What is being asked
Locate every line in the material below that contains the string "sedan" and copy each of those lines. Letter case counts.

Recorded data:

::::::::

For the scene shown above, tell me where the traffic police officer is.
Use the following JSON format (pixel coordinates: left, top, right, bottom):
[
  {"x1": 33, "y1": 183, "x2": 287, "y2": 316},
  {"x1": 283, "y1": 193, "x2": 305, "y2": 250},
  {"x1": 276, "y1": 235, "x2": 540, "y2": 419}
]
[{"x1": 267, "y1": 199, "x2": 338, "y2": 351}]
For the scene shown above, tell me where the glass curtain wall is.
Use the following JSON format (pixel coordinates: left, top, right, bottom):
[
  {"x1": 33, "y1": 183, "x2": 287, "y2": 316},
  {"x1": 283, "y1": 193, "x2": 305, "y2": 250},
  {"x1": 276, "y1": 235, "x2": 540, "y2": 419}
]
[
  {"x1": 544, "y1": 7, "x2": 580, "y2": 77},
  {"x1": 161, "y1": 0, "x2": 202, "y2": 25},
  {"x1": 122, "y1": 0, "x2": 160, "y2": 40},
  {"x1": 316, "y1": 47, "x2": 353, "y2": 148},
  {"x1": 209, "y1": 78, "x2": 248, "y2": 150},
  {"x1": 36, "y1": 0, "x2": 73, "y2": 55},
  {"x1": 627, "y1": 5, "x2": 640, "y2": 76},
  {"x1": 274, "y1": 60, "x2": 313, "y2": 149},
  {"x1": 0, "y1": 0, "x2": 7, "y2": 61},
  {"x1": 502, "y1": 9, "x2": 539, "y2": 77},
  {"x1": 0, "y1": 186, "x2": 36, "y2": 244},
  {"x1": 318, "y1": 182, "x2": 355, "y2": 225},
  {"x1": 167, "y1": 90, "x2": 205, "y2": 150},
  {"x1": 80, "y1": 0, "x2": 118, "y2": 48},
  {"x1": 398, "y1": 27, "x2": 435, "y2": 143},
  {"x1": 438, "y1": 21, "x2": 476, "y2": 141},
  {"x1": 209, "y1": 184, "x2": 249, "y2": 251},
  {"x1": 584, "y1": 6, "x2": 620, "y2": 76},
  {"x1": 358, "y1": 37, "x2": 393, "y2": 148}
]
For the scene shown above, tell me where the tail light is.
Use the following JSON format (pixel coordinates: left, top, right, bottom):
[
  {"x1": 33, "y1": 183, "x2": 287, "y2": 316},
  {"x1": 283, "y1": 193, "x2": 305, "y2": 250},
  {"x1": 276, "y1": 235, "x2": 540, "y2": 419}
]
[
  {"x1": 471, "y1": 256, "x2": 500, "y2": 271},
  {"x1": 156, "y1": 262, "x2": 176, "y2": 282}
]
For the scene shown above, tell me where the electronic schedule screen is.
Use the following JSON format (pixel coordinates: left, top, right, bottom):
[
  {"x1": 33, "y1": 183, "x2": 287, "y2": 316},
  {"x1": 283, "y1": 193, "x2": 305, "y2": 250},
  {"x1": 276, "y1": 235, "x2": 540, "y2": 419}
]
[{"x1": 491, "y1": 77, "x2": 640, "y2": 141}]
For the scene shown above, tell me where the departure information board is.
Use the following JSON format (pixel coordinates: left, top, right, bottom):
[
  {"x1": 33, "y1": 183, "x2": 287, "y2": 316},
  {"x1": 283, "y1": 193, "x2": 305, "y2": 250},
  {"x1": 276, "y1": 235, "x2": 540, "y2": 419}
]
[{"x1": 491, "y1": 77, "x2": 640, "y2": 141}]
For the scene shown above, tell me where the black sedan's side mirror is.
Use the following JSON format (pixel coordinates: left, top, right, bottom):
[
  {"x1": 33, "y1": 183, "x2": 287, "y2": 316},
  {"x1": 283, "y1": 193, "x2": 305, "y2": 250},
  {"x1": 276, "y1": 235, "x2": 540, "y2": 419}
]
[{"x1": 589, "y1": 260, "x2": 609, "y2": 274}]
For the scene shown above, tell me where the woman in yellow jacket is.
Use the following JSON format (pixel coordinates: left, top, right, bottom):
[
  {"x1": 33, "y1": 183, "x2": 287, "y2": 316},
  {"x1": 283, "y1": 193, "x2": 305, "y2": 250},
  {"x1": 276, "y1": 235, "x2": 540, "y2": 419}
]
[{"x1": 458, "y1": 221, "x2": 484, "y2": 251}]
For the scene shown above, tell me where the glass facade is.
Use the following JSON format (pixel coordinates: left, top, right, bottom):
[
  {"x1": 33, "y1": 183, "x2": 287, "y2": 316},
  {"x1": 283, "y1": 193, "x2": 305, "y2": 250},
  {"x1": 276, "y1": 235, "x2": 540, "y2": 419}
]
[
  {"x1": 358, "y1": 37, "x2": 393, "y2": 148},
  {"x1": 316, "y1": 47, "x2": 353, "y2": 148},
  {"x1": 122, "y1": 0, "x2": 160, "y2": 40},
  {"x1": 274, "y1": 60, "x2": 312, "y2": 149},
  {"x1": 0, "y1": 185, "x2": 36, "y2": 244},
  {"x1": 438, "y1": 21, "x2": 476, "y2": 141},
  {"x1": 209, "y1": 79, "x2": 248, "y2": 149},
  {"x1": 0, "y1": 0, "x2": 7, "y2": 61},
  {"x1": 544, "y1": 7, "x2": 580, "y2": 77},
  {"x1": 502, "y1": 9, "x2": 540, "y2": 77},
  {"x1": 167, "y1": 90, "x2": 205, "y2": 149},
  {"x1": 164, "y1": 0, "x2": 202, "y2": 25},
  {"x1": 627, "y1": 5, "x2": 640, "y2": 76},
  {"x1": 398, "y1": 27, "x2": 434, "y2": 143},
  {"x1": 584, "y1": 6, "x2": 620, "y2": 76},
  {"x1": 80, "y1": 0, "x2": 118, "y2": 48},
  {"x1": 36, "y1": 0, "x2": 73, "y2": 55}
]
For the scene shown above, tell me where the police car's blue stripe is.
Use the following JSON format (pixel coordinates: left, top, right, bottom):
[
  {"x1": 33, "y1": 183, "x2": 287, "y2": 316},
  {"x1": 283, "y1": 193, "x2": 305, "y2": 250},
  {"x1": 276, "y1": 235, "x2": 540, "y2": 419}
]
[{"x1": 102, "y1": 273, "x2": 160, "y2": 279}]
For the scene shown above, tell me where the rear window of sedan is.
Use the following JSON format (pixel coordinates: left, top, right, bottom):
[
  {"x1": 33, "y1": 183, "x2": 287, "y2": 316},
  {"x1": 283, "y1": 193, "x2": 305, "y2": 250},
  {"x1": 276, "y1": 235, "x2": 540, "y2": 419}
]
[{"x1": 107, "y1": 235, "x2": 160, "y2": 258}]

::::::::

Answer
For the scene shown above, tell me where the black sedan's side mirror is.
For the scene shown above, tell me where the rear window of sedan is.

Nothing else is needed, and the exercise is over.